>> begin Text to read
Or maybe it is days 551. Or 548. I have lost count and it is not important anyway. The sun is up, the skies are brilliant blue and it is balmy outside. We have descended down in elevation from cold Bogota and there is only cold water in the shower. I tried to take one yesterday and couldn’t. It will take me time to adjust. Kuba is already complaining that the weather is too hot. I on the other hand love the heat and can easily visualize life without winter.
We are in Barichara and I already fear that we will have trouble leaving. The place is straight from a dream. I don’t think I have stepped foot in a prettier village. The streets are paved with huge sand colored stones, the sidewalks are lined with square terracotta tiles and edged with rough stone curbs. Everything is spotless. Houses huddle together to form a continuous undulating frame, only to be broken up by wooden window and doors painted different shades of green and blue, and by deep overhangs that would keep you dry if strolling in the rain.
I am so relaxed I can’t even think of going out to explore even though the place is new and exciting. Kuba and I take time in the morning to make breakfast. Then I read and watch the beautiful vegetation of the hostel courtyard. On to doing yoga by barely moving my limbs followed by a leisurely lunch while the kids do their school and fret over end-of-grade test answers. We can easily spend all of our time in Colombia here in Barichara shopping at the corner market, making friends with the locals, reading and resting, daydreaming, weaving bracelets, painting and savoring time with a speed that is barely detectable. There are not many distractions around and life hums with a peaceful lull that is meant to nurture the spirit.
>> end Text to read
>> begin Extracted material
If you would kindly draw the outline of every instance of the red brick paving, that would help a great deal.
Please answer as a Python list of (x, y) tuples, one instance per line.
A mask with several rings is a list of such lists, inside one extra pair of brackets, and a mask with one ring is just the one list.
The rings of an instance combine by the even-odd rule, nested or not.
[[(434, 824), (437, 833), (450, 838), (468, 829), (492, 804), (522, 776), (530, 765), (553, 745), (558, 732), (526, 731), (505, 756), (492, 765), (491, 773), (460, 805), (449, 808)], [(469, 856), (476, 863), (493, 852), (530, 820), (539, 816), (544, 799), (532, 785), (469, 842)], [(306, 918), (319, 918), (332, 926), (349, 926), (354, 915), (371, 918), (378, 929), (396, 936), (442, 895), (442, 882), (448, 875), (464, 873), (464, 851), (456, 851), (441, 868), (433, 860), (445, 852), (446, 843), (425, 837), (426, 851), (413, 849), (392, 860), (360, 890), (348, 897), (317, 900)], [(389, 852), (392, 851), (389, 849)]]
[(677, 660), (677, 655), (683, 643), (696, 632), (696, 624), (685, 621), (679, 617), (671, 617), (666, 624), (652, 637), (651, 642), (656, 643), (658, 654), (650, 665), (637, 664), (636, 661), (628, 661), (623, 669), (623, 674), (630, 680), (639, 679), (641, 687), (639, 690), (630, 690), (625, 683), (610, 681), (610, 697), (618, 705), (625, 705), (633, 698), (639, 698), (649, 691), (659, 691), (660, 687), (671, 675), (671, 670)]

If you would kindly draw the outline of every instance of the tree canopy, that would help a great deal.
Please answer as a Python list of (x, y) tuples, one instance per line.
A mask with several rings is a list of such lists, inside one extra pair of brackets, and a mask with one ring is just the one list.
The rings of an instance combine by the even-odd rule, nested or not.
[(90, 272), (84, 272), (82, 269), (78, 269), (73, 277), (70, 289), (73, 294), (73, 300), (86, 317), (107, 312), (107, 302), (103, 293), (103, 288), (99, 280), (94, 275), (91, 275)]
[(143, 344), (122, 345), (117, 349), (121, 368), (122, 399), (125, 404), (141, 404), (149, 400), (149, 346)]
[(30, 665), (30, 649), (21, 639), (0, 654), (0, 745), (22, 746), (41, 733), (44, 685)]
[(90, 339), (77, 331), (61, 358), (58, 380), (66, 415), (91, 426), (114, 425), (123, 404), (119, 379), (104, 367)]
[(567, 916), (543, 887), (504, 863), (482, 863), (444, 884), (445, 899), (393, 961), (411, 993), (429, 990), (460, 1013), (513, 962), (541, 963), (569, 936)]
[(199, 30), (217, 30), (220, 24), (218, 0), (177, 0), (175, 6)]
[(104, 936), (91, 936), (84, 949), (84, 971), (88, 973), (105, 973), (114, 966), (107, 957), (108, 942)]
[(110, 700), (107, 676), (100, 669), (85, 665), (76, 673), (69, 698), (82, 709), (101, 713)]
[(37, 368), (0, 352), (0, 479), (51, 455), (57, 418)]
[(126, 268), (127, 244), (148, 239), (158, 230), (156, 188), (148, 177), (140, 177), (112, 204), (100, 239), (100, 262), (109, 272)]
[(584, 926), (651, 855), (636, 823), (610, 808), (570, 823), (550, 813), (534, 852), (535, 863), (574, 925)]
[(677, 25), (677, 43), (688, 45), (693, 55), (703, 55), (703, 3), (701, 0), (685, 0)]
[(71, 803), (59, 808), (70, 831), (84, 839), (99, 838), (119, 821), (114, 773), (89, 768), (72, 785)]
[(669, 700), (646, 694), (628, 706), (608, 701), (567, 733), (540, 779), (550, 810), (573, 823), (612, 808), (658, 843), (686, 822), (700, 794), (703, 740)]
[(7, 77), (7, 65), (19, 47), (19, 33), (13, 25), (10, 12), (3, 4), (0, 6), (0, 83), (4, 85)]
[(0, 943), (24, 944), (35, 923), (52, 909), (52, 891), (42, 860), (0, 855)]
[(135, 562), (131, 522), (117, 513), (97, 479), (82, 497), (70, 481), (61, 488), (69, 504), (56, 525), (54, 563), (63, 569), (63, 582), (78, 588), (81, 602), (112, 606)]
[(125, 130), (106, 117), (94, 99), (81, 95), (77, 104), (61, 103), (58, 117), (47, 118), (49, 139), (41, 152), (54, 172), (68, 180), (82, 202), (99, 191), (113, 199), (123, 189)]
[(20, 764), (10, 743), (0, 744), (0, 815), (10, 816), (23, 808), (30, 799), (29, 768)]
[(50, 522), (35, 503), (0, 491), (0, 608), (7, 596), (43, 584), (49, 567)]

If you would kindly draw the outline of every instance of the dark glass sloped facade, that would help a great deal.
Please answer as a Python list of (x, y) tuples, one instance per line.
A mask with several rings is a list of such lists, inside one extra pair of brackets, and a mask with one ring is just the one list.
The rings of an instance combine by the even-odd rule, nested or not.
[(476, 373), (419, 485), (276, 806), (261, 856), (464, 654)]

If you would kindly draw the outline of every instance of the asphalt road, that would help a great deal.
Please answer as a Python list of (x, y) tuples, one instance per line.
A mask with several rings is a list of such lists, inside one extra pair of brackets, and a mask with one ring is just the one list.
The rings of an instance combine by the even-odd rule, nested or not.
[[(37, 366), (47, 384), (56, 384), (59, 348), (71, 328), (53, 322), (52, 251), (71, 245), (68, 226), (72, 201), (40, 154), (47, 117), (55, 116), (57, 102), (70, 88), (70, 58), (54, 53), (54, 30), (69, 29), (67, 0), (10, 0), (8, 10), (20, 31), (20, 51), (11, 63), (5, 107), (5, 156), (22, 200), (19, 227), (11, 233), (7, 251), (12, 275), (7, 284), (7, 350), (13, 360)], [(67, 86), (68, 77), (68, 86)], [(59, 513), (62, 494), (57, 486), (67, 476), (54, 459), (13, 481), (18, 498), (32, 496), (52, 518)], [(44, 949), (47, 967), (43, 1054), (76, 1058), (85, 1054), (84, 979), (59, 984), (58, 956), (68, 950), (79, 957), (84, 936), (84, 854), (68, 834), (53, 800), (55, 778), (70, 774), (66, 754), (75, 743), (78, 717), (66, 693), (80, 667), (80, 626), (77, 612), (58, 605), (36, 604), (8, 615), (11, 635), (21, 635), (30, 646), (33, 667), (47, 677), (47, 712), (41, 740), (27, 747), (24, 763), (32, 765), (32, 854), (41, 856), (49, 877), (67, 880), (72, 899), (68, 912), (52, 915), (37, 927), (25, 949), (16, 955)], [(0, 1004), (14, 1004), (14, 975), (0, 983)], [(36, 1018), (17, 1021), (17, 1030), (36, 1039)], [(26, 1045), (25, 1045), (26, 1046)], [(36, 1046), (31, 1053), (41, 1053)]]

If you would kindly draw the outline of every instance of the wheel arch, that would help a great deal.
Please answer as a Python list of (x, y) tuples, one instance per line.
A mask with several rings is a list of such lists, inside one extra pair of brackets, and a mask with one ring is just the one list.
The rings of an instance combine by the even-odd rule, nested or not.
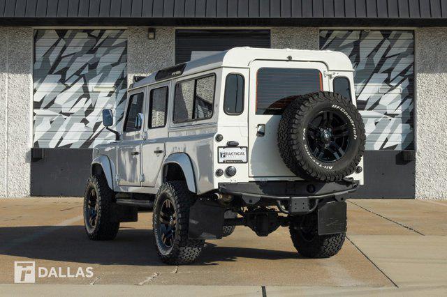
[[(173, 176), (178, 177), (179, 174), (183, 175), (179, 176), (180, 178), (173, 178)], [(161, 183), (175, 179), (184, 180), (188, 185), (188, 190), (193, 193), (197, 192), (193, 165), (189, 157), (184, 153), (175, 153), (170, 155), (163, 164)]]
[(115, 166), (106, 155), (98, 155), (91, 162), (90, 173), (91, 175), (103, 174), (109, 188), (113, 190), (113, 174)]

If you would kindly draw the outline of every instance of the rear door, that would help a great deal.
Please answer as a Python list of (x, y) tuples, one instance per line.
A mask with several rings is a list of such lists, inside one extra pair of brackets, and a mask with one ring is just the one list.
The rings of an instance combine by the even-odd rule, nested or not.
[(250, 67), (249, 167), (251, 177), (294, 177), (277, 144), (286, 98), (329, 90), (323, 63), (255, 61)]
[(153, 86), (149, 91), (147, 139), (141, 146), (142, 185), (154, 187), (165, 158), (168, 137), (167, 111), (170, 82)]

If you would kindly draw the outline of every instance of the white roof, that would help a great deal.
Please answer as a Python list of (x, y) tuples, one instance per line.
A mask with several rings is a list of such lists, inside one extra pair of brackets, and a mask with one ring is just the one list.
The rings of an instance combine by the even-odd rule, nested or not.
[[(349, 61), (349, 58), (339, 52), (234, 47), (231, 50), (187, 62), (181, 76), (198, 73), (219, 67), (248, 68), (250, 63), (255, 60), (288, 61), (289, 56), (292, 57), (291, 61), (324, 63), (330, 71), (353, 71), (352, 64)], [(156, 72), (133, 84), (130, 86), (130, 89), (156, 82), (155, 80), (156, 74)]]

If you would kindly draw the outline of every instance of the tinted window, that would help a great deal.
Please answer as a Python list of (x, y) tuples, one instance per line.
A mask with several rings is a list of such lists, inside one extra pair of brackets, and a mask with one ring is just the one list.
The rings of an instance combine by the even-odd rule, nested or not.
[(351, 86), (349, 79), (346, 77), (335, 77), (334, 79), (334, 93), (342, 95), (351, 100)]
[(124, 131), (139, 131), (145, 116), (142, 114), (144, 94), (139, 93), (131, 96), (127, 108), (127, 117), (124, 123)]
[(212, 116), (215, 80), (212, 75), (180, 82), (175, 86), (174, 123)]
[(230, 74), (225, 80), (224, 111), (227, 114), (240, 114), (244, 111), (244, 77)]
[(151, 91), (150, 115), (149, 128), (164, 127), (166, 124), (166, 106), (168, 105), (168, 87)]
[(214, 98), (214, 76), (209, 76), (196, 81), (194, 119), (210, 119), (212, 115)]
[(281, 114), (290, 103), (288, 97), (323, 90), (316, 69), (261, 68), (256, 86), (256, 114)]

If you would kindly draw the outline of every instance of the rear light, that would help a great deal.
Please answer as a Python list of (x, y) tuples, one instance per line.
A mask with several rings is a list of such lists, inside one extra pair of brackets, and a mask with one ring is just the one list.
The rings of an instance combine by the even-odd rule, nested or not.
[(236, 168), (234, 166), (228, 167), (225, 169), (225, 173), (228, 176), (234, 176), (236, 174)]

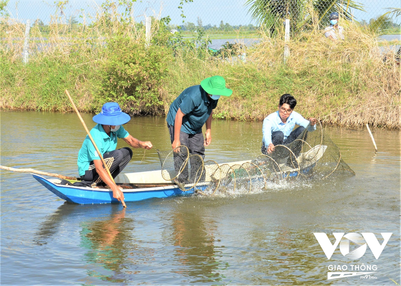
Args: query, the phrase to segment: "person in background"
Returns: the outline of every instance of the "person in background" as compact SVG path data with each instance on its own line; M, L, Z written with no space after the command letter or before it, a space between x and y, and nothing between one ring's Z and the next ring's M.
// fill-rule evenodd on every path
M332 12L329 16L330 26L326 27L324 36L332 40L344 40L344 28L338 24L338 13Z
M286 144L294 141L308 126L309 131L313 131L313 126L318 120L310 118L309 120L301 114L294 111L297 105L296 99L289 93L283 94L280 97L278 110L269 114L263 121L262 132L262 153L265 155L271 153L274 146L278 144ZM293 130L298 124L300 126ZM302 146L302 145L301 145ZM294 152L298 156L300 151L300 148L294 147Z
M122 112L116 102L105 103L101 112L93 117L93 121L97 124L91 130L91 135L113 178L123 170L132 157L132 150L129 147L116 150L117 138L122 138L134 148L148 150L152 147L150 141L139 141L124 129L122 124L130 119L130 116ZM92 188L107 185L113 191L113 198L119 201L124 199L121 188L111 181L88 135L78 152L77 164L78 172L82 180L78 182L80 185Z

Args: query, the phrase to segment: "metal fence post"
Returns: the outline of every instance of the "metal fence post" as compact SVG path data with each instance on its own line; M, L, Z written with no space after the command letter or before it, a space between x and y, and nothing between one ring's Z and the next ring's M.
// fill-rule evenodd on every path
M152 18L150 17L146 17L145 36L146 39L146 45L148 45L150 42L150 25L151 23Z
M284 38L284 42L290 41L290 19L286 19L286 34ZM287 61L287 58L290 56L290 47L288 44L284 44L284 62Z
M25 27L25 40L24 41L24 50L22 51L22 62L28 63L29 57L28 49L29 48L29 30L30 30L30 20L26 20L26 26Z

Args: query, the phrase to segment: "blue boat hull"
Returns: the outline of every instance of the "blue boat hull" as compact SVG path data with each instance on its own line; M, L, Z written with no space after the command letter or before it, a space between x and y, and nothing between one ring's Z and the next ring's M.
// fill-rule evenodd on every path
M72 186L63 186L55 184L42 176L32 174L33 177L50 191L59 197L71 203L78 204L98 204L118 203L113 197L113 192L108 189L97 189ZM177 186L146 189L124 189L125 202L143 201L152 198L168 198L170 197L190 195L193 189L184 191Z

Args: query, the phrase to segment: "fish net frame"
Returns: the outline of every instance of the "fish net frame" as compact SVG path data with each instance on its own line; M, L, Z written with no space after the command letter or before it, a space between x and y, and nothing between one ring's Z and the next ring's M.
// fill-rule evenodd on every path
M222 189L230 193L265 190L270 183L326 179L336 171L355 174L318 121L314 126L308 126L291 143L277 144L271 153L245 162L205 161L198 154L190 154L184 145L158 153L163 179L174 182L183 191L193 190L209 195ZM182 162L178 164L178 158Z

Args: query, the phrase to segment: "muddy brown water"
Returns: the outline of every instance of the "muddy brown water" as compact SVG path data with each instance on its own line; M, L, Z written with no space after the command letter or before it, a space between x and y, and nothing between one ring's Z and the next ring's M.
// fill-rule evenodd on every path
M92 116L83 115L89 128ZM0 120L1 164L77 175L85 133L75 114L2 111ZM257 156L261 126L214 121L206 158ZM170 148L164 118L134 118L125 127ZM399 284L400 131L373 129L376 154L366 129L326 131L356 176L272 184L257 193L152 199L126 209L67 203L28 174L1 170L1 284ZM142 164L143 149L134 151L124 172L160 169L154 151ZM328 259L313 233L334 243L333 232L372 233L380 244L381 233L393 234L377 259L371 245L358 259L338 245ZM350 252L358 248L349 243ZM367 272L363 265L375 273L328 280L328 272Z

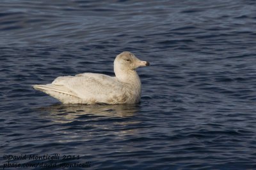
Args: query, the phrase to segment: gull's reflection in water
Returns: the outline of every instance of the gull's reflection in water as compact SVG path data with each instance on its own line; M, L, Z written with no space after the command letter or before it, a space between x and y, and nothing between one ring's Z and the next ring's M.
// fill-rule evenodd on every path
M140 111L139 104L55 104L39 110L50 113L54 122L67 123L78 117L90 115L107 117L129 117ZM45 115L44 115L45 116Z

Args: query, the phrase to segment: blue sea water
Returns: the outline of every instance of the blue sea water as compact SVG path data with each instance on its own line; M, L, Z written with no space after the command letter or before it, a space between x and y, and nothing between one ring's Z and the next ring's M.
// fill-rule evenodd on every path
M0 167L256 169L255 6L1 1ZM138 70L140 104L65 105L31 87L81 73L114 75L123 51L151 64Z

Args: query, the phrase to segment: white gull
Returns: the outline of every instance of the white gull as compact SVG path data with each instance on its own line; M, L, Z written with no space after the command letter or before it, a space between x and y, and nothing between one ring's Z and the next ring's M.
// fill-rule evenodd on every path
M134 54L124 52L114 61L116 76L85 73L60 76L51 84L35 85L35 89L45 92L64 104L134 104L140 101L141 83L135 69L149 63Z

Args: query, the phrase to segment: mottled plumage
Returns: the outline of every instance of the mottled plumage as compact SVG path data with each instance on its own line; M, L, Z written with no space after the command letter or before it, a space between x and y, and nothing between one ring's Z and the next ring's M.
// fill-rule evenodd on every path
M86 73L58 77L51 84L33 87L65 104L137 103L140 101L141 84L135 69L148 65L131 52L124 52L114 62L115 77Z

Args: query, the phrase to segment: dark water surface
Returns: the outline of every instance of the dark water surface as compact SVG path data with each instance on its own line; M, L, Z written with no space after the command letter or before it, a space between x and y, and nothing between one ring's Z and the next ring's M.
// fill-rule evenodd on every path
M31 88L113 75L124 50L152 64L140 104L64 105ZM255 55L255 1L1 1L0 166L57 153L91 164L66 169L256 169Z

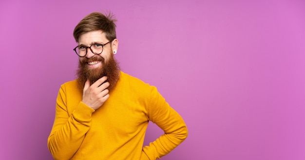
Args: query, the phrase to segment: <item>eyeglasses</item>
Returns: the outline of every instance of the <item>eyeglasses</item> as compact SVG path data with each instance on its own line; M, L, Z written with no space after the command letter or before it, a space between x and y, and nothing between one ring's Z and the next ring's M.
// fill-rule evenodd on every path
M86 47L84 46L77 46L74 48L73 50L75 51L75 53L80 57L84 57L87 55L87 51L88 48L90 49L90 50L93 54L95 55L99 55L103 52L103 49L104 49L104 46L109 43L113 41L109 41L109 42L102 44L100 43L94 43L92 44L90 47Z

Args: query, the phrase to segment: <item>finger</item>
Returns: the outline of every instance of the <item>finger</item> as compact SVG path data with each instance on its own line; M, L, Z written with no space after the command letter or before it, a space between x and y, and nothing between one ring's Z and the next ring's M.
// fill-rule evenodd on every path
M104 83L101 84L99 86L98 86L99 88L100 88L101 91L103 91L104 89L107 88L110 85L110 83L109 82L106 81Z
M109 93L109 90L108 89L106 89L104 90L103 90L102 92L101 92L100 96L102 97L104 97L107 95L108 95Z
M102 84L104 81L105 81L107 80L107 77L106 76L104 76L100 79L98 79L98 80L96 80L94 83L92 84L92 86L94 87L98 87L101 84Z
M84 86L83 92L85 92L90 86L90 81L89 80L87 80L87 81L85 82L85 86Z

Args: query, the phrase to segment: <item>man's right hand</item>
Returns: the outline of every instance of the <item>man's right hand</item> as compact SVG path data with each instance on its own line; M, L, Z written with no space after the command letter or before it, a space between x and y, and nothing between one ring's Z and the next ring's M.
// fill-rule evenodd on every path
M109 82L103 83L107 79L107 77L104 76L91 86L90 82L87 80L84 86L81 101L94 110L99 108L109 98L109 91L107 89L109 86Z

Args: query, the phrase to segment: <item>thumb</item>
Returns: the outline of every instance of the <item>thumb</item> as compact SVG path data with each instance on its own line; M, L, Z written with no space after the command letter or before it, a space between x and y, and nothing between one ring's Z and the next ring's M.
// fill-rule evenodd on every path
M85 82L85 86L84 86L83 92L85 92L90 86L90 81L89 80L87 80L87 81Z

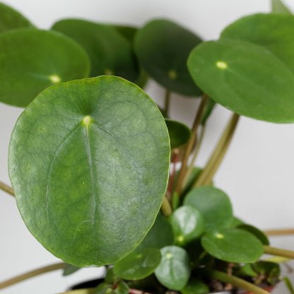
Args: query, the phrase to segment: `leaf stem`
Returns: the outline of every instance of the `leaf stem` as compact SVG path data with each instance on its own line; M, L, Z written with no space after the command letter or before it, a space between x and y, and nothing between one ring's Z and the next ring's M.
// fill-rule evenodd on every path
M172 208L166 196L163 197L161 204L161 211L164 216L168 218L172 213Z
M235 130L236 129L239 118L240 115L236 113L234 113L232 115L232 117L223 133L216 148L207 163L206 166L194 183L194 188L199 186L208 185L211 182L214 174L217 171L225 155Z
M6 193L10 194L11 196L15 196L13 189L2 182L0 182L0 189L5 191Z
M264 245L264 253L294 259L294 251Z
M204 94L204 95L202 96L201 101L200 102L200 105L198 108L197 114L196 114L195 120L193 124L191 138L186 146L186 148L184 153L184 158L182 162L182 166L179 172L177 184L176 184L175 189L175 191L178 195L181 194L182 188L183 187L182 182L183 182L184 174L186 172L186 168L187 168L187 165L188 160L189 160L189 156L191 154L191 152L193 149L194 143L195 142L195 140L196 139L197 129L198 129L199 125L200 124L201 117L202 117L202 113L204 110L204 107L205 107L205 105L206 103L208 98L208 97L207 96L206 94Z
M269 294L269 292L242 278L218 271L209 271L208 274L224 283L228 283L254 294Z
M5 281L4 282L0 283L0 289L3 289L4 288L8 287L17 283L21 282L23 281L27 280L30 278L33 278L36 276L41 275L42 274L48 273L52 271L56 271L57 269L63 269L65 264L66 264L64 262L60 262L58 264L41 267L40 269L35 269L31 271L28 271L28 273L23 274L15 278Z

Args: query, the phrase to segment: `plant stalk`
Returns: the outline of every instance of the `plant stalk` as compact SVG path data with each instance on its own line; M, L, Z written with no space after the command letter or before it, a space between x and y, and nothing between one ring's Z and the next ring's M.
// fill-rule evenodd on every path
M199 186L208 185L211 180L220 166L223 157L228 150L230 143L232 140L237 124L239 121L240 115L234 113L225 128L223 136L221 136L218 143L211 155L206 166L200 174L199 177L193 184L193 187L196 188Z
M294 259L294 251L264 245L264 253Z
M11 196L15 196L13 189L2 182L0 182L0 189L5 191L6 193L10 194Z
M178 195L181 194L182 188L183 187L183 182L183 182L184 174L186 172L187 165L187 163L188 163L189 156L190 155L191 152L193 149L193 144L194 144L194 142L195 141L196 138L197 129L198 129L198 127L200 124L201 117L202 117L202 113L204 110L204 107L205 107L205 105L207 102L208 98L208 97L207 96L206 94L204 94L204 95L201 98L201 101L200 105L198 108L197 114L196 114L195 121L194 122L193 127L192 127L192 129L191 138L190 138L190 140L189 141L189 142L187 145L187 147L186 147L184 153L184 158L183 158L183 160L182 162L182 166L181 166L181 169L180 170L179 176L178 176L177 181L177 184L176 184L175 189L176 193Z
M209 271L208 274L211 276L221 281L222 282L232 284L235 287L246 290L247 291L254 294L269 294L268 291L266 291L265 290L261 289L251 283L234 276L229 276L228 274L222 271Z
M33 278L36 276L41 275L42 274L48 273L52 271L56 271L57 269L63 269L65 266L65 265L66 264L64 262L60 262L58 264L52 264L49 266L41 267L37 269L35 269L33 271L18 276L15 278L5 281L4 282L0 283L0 289L3 289L4 288L8 287L17 283L21 282L23 281L27 280L30 278Z

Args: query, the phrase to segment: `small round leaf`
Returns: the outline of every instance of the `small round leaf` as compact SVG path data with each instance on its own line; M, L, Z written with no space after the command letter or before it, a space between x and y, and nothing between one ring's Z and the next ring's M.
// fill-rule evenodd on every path
M155 272L156 278L170 289L182 289L191 274L186 250L177 246L167 246L161 249L161 262Z
M175 23L155 20L138 31L134 46L140 63L157 82L172 91L197 96L202 91L189 74L187 59L201 42Z
M170 216L170 223L178 245L182 246L196 239L204 232L204 219L192 206L183 206Z
M49 86L88 76L83 49L59 33L33 28L0 35L0 101L25 107Z
M191 190L184 199L184 205L195 207L202 213L206 229L226 227L233 221L229 197L213 187L199 187Z
M132 252L114 264L114 273L126 280L140 280L151 275L161 261L159 249L148 248Z
M234 228L208 232L201 244L211 255L228 262L255 262L264 252L261 242L254 235Z
M99 266L129 254L152 226L169 159L155 103L103 76L59 83L30 104L13 131L9 173L37 240L66 262Z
>> end Extracted material
To-do list
1/ In the Barichara travel note, what are the village streets paved with?
2/ Using the Barichara travel note, explain why the writer already fears it will be hard to leave the village. Answer in one to three sentences.

Answers in order
1/ Huge sand-colored stones.

2/ The writer finds Barichara dreamlike and says they have probably never set foot in a prettier village. They describe clean stone streets, terracotta-tiled sidewalks, and houses with green and blue doors and windows.